*** Opening of PROVIDED DATA ***

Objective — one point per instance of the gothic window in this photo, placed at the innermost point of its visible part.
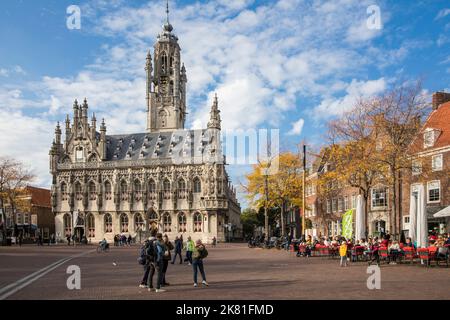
(64, 195)
(137, 190)
(166, 189)
(197, 185)
(138, 222)
(163, 63)
(108, 191)
(78, 191)
(92, 191)
(163, 118)
(167, 223)
(67, 220)
(181, 222)
(123, 223)
(91, 225)
(181, 189)
(153, 216)
(198, 220)
(123, 190)
(152, 189)
(108, 223)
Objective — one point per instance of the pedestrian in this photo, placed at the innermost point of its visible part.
(200, 253)
(178, 249)
(149, 256)
(343, 253)
(167, 257)
(190, 245)
(157, 265)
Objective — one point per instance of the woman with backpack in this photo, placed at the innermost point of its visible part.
(199, 254)
(167, 257)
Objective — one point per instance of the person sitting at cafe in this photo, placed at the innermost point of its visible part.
(394, 251)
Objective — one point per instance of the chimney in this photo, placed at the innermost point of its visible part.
(440, 98)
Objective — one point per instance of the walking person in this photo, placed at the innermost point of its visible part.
(343, 253)
(190, 245)
(167, 257)
(149, 256)
(199, 254)
(157, 265)
(178, 249)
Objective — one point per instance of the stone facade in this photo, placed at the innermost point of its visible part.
(168, 177)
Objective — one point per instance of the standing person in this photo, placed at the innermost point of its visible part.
(149, 247)
(178, 249)
(157, 265)
(190, 245)
(200, 253)
(167, 257)
(343, 253)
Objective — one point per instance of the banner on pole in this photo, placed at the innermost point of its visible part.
(347, 224)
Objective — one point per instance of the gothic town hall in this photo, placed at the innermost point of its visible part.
(166, 177)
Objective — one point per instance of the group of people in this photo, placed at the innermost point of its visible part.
(122, 240)
(156, 253)
(370, 247)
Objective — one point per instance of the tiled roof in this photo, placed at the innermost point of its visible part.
(153, 145)
(438, 120)
(39, 197)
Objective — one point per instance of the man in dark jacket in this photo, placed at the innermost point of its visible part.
(178, 249)
(157, 265)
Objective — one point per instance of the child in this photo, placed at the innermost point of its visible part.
(343, 253)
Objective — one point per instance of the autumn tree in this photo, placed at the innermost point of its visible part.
(14, 177)
(284, 185)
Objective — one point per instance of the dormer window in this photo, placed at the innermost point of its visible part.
(429, 137)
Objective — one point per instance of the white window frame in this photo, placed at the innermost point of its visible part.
(428, 191)
(372, 197)
(437, 156)
(428, 138)
(416, 167)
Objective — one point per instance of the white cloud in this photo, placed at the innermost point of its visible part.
(297, 127)
(443, 13)
(331, 106)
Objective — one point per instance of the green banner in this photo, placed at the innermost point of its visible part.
(347, 224)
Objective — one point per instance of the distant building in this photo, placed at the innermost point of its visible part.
(430, 154)
(33, 215)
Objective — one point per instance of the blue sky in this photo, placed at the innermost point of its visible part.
(287, 64)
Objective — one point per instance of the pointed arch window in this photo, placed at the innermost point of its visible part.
(92, 191)
(123, 190)
(108, 223)
(137, 190)
(166, 189)
(78, 191)
(181, 222)
(64, 195)
(182, 194)
(123, 222)
(91, 225)
(138, 222)
(108, 191)
(198, 222)
(67, 221)
(197, 185)
(167, 223)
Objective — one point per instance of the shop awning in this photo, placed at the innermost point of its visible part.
(443, 213)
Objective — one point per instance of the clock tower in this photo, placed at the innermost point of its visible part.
(166, 83)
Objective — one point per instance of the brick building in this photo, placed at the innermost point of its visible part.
(430, 157)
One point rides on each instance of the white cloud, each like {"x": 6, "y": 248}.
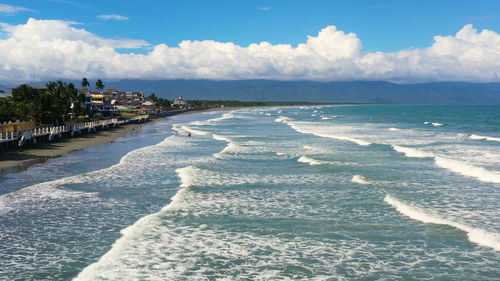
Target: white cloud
{"x": 51, "y": 49}
{"x": 9, "y": 9}
{"x": 113, "y": 17}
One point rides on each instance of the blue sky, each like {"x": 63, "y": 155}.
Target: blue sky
{"x": 381, "y": 25}
{"x": 400, "y": 41}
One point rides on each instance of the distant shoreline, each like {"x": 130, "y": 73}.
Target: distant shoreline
{"x": 19, "y": 160}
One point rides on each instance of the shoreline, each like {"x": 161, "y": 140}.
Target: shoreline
{"x": 16, "y": 161}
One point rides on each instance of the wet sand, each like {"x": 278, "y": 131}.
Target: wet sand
{"x": 22, "y": 159}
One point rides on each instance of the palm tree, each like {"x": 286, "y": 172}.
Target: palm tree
{"x": 85, "y": 83}
{"x": 99, "y": 85}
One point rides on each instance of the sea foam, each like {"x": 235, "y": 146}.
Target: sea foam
{"x": 360, "y": 180}
{"x": 475, "y": 235}
{"x": 311, "y": 161}
{"x": 452, "y": 165}
{"x": 477, "y": 137}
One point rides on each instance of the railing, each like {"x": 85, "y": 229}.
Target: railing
{"x": 10, "y": 134}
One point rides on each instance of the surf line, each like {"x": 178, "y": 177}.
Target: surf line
{"x": 177, "y": 202}
{"x": 304, "y": 130}
{"x": 455, "y": 166}
{"x": 130, "y": 233}
{"x": 475, "y": 235}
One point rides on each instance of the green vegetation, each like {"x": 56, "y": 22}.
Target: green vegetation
{"x": 232, "y": 103}
{"x": 162, "y": 103}
{"x": 85, "y": 83}
{"x": 99, "y": 85}
{"x": 57, "y": 103}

*** Close of PROVIDED DATA ***

• **DIRECTIONS**
Retype everything in the material word for word, minus pictures.

• **EXPECTED ANSWER**
Objective — one point per instance of the gothic window in this photo, placed at the innermost point of its visible part.
(64, 195)
(137, 190)
(166, 189)
(197, 185)
(138, 222)
(163, 63)
(108, 191)
(78, 191)
(92, 191)
(163, 118)
(167, 223)
(67, 220)
(181, 222)
(123, 223)
(91, 225)
(181, 189)
(153, 216)
(198, 220)
(123, 190)
(152, 189)
(108, 223)
Objective — one point per instance of the pedestrian in this photo, placed at the innermost point of its visible part.
(200, 253)
(178, 249)
(149, 256)
(343, 253)
(167, 257)
(190, 245)
(157, 265)
Objective — one point per instance of the woman with backpack in this photo, placed at the innermost point of its visible part.
(199, 254)
(167, 257)
Objective — one point per instance of the person sitting at cafe in this photo, placed at the innermost point of its visible part.
(394, 251)
Objective — one point per instance of the chimney in this photo, placed at the innermost point of its visible part.
(440, 98)
Objective — one point per instance of the walking person in this photo, placed at the innermost point of its visible part.
(343, 253)
(190, 245)
(167, 257)
(149, 256)
(199, 254)
(157, 265)
(178, 249)
Objective — one point per instance of the stone facade in this photo, placed at the innermost point of its visible part.
(168, 177)
Objective — one point per instance of the standing person in this photo, placed at the innermost point of its visible part.
(149, 247)
(178, 249)
(157, 265)
(190, 245)
(200, 253)
(167, 257)
(343, 253)
Objective — one point per instance of the banner on pole in this photo, placed at the innermost point of its visible part.
(347, 224)
Objective — one point per instance of the gothic town hall in this photo, placed at the innermost point of its visible part.
(166, 177)
Objective — one point per instance of the group of people in this photo, placed at the innermost point of its visible part.
(122, 240)
(156, 253)
(370, 247)
Objective — one point per instance of the tiled roof in this photo, placed at the innermost point of its visible part.
(153, 145)
(438, 120)
(39, 197)
Objective — one point per instance of the man in dark jacket in this photo, placed at the innermost point of its visible part.
(178, 249)
(157, 265)
Objective — one point per instance of the child in this photo, placed at the innermost point of its visible part.
(343, 253)
Objective — one point per instance of the autumn tree in this photo, placed at the innermost point of its visible part.
(14, 177)
(284, 185)
Objective — one point per instance of the dormer window in this photo, placed at the innermost point of its visible part.
(429, 137)
Objective — one point per instance of the white window frame in this photo, placed at the innermost point of its visible part.
(428, 191)
(372, 197)
(437, 156)
(428, 138)
(416, 167)
Objective — one point per instance of the white cloud in this photo, placed at the innermost point of its visible part.
(297, 127)
(443, 13)
(331, 106)
Objective — one point per instance of the green banner in this photo, placed at the innermost point of its visible part.
(347, 224)
Objective — one point per instance of the distant building in this photo, placed at the innermost point of its visible part.
(430, 154)
(33, 215)
Objective — one point per instance of the blue sky in this photo, placed at the innermost point of its visible part.
(287, 64)
Objective — one point per instance of the pointed arch window in this photo, placed at the innermost point of its visible part.
(92, 191)
(123, 190)
(108, 223)
(137, 190)
(166, 189)
(78, 191)
(181, 222)
(64, 195)
(182, 194)
(123, 222)
(91, 225)
(138, 222)
(108, 191)
(198, 222)
(67, 221)
(197, 185)
(167, 223)
Objective — one point per instance of the shop awning in this photo, placed at the innermost point of its visible part.
(443, 213)
Objective — one point per instance of the clock tower in this photo, placed at the innermost point of its visible part.
(166, 83)
Objective — one point per instance of the brick building in this photo, placed at the innermost point of its visible part.
(430, 157)
One point rides on each instance of the white cloud, each like {"x": 6, "y": 248}.
Target: white cloud
{"x": 51, "y": 49}
{"x": 9, "y": 9}
{"x": 113, "y": 17}
One point rides on each instance of the blue sky, each like {"x": 63, "y": 155}.
Target: blue sky
{"x": 381, "y": 25}
{"x": 400, "y": 41}
One point rides on each instance of the distant shoreline, each like {"x": 130, "y": 73}.
Target: distant shoreline
{"x": 19, "y": 160}
One point rides on each instance of the shoreline, each like {"x": 161, "y": 140}.
Target: shoreline
{"x": 16, "y": 161}
One point rides on each instance of the wet sand, each like {"x": 278, "y": 131}.
Target: wet sand
{"x": 22, "y": 159}
One point rides on each instance of the palm tree, each like {"x": 286, "y": 172}.
Target: palm tree
{"x": 85, "y": 83}
{"x": 99, "y": 85}
One point rides on each instance of the sea foam, each like {"x": 235, "y": 146}.
Target: sea foam
{"x": 360, "y": 180}
{"x": 475, "y": 235}
{"x": 311, "y": 161}
{"x": 452, "y": 165}
{"x": 477, "y": 137}
One point rides on each instance of the railing, each like {"x": 85, "y": 229}.
Target: railing
{"x": 10, "y": 134}
One point rides on each instance of the surf line, each like {"x": 178, "y": 177}.
Target: surf line
{"x": 177, "y": 202}
{"x": 304, "y": 130}
{"x": 455, "y": 166}
{"x": 130, "y": 233}
{"x": 475, "y": 235}
One point rides on each instance of the green vegetation, each like {"x": 56, "y": 22}.
Target: green vegetation
{"x": 232, "y": 103}
{"x": 162, "y": 103}
{"x": 85, "y": 83}
{"x": 99, "y": 85}
{"x": 57, "y": 103}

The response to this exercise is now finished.